**What this task involves**. Can you copy every row below exactly as it stands, leaving out the pictures?

----------------------------------------

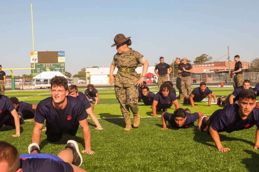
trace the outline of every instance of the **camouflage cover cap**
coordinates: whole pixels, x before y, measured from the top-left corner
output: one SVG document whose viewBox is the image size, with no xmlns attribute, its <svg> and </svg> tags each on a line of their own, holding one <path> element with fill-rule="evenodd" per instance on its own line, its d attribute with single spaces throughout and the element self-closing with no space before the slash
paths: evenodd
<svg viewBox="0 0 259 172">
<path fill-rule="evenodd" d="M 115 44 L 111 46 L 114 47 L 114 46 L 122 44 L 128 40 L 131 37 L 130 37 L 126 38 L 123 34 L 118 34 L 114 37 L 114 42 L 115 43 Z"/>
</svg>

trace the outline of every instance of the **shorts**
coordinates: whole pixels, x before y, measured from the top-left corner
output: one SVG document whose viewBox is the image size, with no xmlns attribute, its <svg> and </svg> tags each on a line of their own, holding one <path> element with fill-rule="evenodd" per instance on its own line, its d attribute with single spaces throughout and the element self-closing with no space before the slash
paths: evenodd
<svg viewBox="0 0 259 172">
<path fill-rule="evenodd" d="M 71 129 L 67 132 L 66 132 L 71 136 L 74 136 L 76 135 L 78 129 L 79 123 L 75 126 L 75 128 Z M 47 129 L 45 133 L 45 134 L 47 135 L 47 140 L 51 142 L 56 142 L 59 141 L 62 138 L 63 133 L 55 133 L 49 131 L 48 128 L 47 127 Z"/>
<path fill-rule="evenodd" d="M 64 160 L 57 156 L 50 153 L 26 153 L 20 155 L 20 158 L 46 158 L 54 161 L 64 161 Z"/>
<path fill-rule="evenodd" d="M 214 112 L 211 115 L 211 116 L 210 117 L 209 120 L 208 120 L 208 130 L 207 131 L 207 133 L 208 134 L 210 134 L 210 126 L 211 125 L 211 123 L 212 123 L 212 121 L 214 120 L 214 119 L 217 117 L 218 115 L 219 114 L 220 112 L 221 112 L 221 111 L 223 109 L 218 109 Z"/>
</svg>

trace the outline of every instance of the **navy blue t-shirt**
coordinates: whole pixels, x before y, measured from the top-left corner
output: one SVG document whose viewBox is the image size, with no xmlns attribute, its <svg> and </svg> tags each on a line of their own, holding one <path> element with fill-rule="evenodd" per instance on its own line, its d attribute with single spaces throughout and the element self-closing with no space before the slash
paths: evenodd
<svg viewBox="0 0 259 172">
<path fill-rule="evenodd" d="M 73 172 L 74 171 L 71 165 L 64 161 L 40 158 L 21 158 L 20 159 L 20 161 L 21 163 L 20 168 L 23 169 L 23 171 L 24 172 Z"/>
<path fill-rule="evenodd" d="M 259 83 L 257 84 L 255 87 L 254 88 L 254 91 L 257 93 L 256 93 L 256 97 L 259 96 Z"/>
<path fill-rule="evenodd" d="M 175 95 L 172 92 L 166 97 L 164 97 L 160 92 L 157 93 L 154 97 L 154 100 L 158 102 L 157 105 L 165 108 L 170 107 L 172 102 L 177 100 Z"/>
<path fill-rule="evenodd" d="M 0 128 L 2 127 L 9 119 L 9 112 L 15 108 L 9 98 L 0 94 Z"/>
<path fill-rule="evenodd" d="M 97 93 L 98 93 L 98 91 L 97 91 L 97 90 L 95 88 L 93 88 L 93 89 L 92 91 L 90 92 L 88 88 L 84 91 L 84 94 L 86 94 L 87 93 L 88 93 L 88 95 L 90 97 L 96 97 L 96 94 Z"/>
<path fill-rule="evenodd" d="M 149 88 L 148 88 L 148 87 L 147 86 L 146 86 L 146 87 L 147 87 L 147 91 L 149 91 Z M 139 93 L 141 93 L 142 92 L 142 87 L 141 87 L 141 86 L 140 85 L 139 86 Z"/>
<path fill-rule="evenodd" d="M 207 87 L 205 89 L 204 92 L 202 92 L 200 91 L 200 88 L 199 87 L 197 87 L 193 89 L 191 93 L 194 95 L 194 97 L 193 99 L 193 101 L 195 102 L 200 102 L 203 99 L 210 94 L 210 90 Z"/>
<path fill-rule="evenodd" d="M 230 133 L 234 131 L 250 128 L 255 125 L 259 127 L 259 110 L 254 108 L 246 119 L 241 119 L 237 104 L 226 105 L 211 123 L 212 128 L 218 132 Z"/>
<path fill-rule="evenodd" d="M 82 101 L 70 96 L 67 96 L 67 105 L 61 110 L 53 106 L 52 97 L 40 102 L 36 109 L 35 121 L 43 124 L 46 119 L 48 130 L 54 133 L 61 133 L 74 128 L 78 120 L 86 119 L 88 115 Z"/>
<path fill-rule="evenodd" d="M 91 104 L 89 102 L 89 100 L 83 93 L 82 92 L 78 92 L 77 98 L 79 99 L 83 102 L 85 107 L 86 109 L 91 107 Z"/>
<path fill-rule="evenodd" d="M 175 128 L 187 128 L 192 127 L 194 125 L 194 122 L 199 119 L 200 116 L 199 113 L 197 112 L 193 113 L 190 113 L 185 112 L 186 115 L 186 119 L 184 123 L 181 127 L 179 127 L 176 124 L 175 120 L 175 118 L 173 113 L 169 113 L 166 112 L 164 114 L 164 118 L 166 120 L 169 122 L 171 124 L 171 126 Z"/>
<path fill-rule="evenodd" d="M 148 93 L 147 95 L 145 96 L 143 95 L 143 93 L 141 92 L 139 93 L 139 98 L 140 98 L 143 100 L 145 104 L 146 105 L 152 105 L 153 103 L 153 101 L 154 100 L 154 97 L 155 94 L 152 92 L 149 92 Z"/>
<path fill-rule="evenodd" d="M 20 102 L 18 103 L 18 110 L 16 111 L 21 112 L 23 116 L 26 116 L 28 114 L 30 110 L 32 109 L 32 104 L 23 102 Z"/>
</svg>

----------------------------------------

**Reply to the task**.
trace the outline of every instance of the **camouflage cover cap**
coordinates: whole pixels, x before y, measured from the top-left corner
output: one SVG document whose viewBox is the image size, with no xmlns attribute, its <svg> and </svg> tags each on a line of their own, holding one <path> element with fill-rule="evenodd" per instance on its own line, its d attribute with single spaces throughout and the element self-closing with no space before the slash
paths: evenodd
<svg viewBox="0 0 259 172">
<path fill-rule="evenodd" d="M 115 44 L 111 46 L 114 47 L 114 46 L 122 44 L 128 40 L 131 37 L 130 37 L 126 38 L 123 34 L 118 34 L 114 37 L 114 42 L 115 43 Z"/>
</svg>

trace the outline of every instance of the **shorts**
coordinates: whole pixels, x before y, measured from the top-left corner
output: one SVG document whose viewBox is the image size, with no xmlns attribute, its <svg> and </svg> tags each on a line of their own, holding one <path> element with fill-rule="evenodd" per instance on its own line, its d attribute with single spaces throughout and the element self-closing with no space before the slash
paths: evenodd
<svg viewBox="0 0 259 172">
<path fill-rule="evenodd" d="M 71 129 L 67 132 L 66 132 L 71 136 L 74 136 L 76 135 L 78 129 L 79 123 L 75 126 L 75 128 Z M 47 129 L 45 133 L 45 134 L 47 135 L 47 140 L 51 142 L 56 142 L 59 141 L 62 138 L 63 133 L 55 133 L 49 131 L 48 128 L 47 127 Z"/>
<path fill-rule="evenodd" d="M 64 160 L 57 156 L 50 153 L 26 153 L 20 155 L 20 158 L 46 158 L 54 161 L 64 161 Z"/>
<path fill-rule="evenodd" d="M 214 112 L 211 115 L 211 116 L 210 117 L 209 120 L 208 120 L 208 130 L 207 131 L 207 133 L 208 134 L 210 134 L 210 126 L 211 125 L 211 123 L 212 123 L 212 121 L 214 120 L 214 119 L 217 117 L 218 115 L 219 114 L 220 112 L 221 112 L 221 111 L 223 109 L 218 109 Z"/>
</svg>

trace the outline of every instance of the **navy blue t-shirt**
coordinates: whole pixels, x before y, measured from the top-left corner
output: one SVG document whose viewBox is the image size, with no xmlns attribute, its <svg> and </svg> tags each on a line of their own, holding one <path> element with fill-rule="evenodd" per instance on its own line, its d attribute with single spaces throughout and the element self-closing with no space before the slash
paths: evenodd
<svg viewBox="0 0 259 172">
<path fill-rule="evenodd" d="M 73 172 L 74 171 L 71 165 L 64 161 L 40 158 L 21 158 L 20 159 L 20 161 L 21 163 L 20 168 L 23 169 L 23 171 L 24 172 Z"/>
<path fill-rule="evenodd" d="M 259 83 L 257 84 L 255 87 L 254 88 L 254 91 L 257 93 L 256 93 L 256 97 L 259 96 Z"/>
<path fill-rule="evenodd" d="M 175 95 L 172 92 L 166 97 L 164 97 L 160 92 L 157 93 L 154 97 L 154 100 L 158 102 L 157 105 L 165 108 L 170 107 L 172 102 L 177 100 Z"/>
<path fill-rule="evenodd" d="M 0 128 L 2 127 L 9 119 L 9 112 L 15 108 L 9 98 L 0 94 Z"/>
<path fill-rule="evenodd" d="M 97 93 L 98 93 L 98 91 L 97 91 L 97 90 L 95 88 L 93 88 L 93 89 L 92 91 L 90 92 L 88 88 L 84 91 L 84 94 L 86 94 L 87 93 L 88 93 L 88 95 L 90 97 L 96 97 L 96 94 Z"/>
<path fill-rule="evenodd" d="M 149 88 L 148 88 L 148 87 L 147 86 L 146 86 L 146 87 L 147 87 L 147 91 L 149 91 Z M 139 93 L 141 93 L 142 92 L 142 87 L 141 87 L 141 86 L 140 85 L 139 86 Z"/>
<path fill-rule="evenodd" d="M 207 87 L 205 89 L 204 92 L 202 92 L 200 91 L 200 88 L 199 87 L 197 87 L 193 89 L 191 93 L 194 95 L 194 97 L 193 99 L 193 101 L 195 102 L 200 102 L 203 99 L 210 94 L 210 90 Z"/>
<path fill-rule="evenodd" d="M 230 133 L 234 131 L 250 128 L 255 125 L 259 127 L 259 110 L 254 108 L 246 119 L 241 119 L 237 104 L 226 105 L 211 123 L 212 128 L 218 132 Z"/>
<path fill-rule="evenodd" d="M 82 101 L 70 96 L 67 96 L 67 105 L 61 110 L 53 106 L 52 97 L 40 102 L 36 109 L 35 121 L 43 124 L 46 119 L 48 130 L 54 133 L 61 133 L 74 128 L 78 120 L 86 119 L 88 115 Z"/>
<path fill-rule="evenodd" d="M 91 104 L 89 102 L 89 100 L 83 93 L 82 92 L 78 92 L 77 98 L 79 99 L 83 102 L 85 107 L 86 109 L 91 107 Z"/>
<path fill-rule="evenodd" d="M 175 128 L 187 128 L 192 127 L 194 125 L 194 122 L 199 119 L 200 116 L 199 113 L 197 112 L 193 113 L 190 113 L 185 112 L 186 115 L 186 119 L 184 123 L 181 127 L 179 127 L 176 124 L 175 120 L 175 118 L 173 113 L 169 113 L 166 112 L 164 114 L 164 118 L 166 120 L 169 122 L 171 124 L 171 126 Z"/>
<path fill-rule="evenodd" d="M 148 93 L 147 95 L 145 96 L 143 95 L 143 93 L 141 92 L 139 93 L 139 98 L 140 98 L 143 100 L 145 104 L 146 105 L 152 105 L 153 103 L 153 101 L 154 100 L 154 97 L 155 94 L 152 92 L 149 92 Z"/>
<path fill-rule="evenodd" d="M 20 102 L 18 103 L 18 110 L 16 111 L 21 112 L 23 116 L 26 116 L 28 114 L 30 110 L 32 109 L 32 104 L 23 102 Z"/>
</svg>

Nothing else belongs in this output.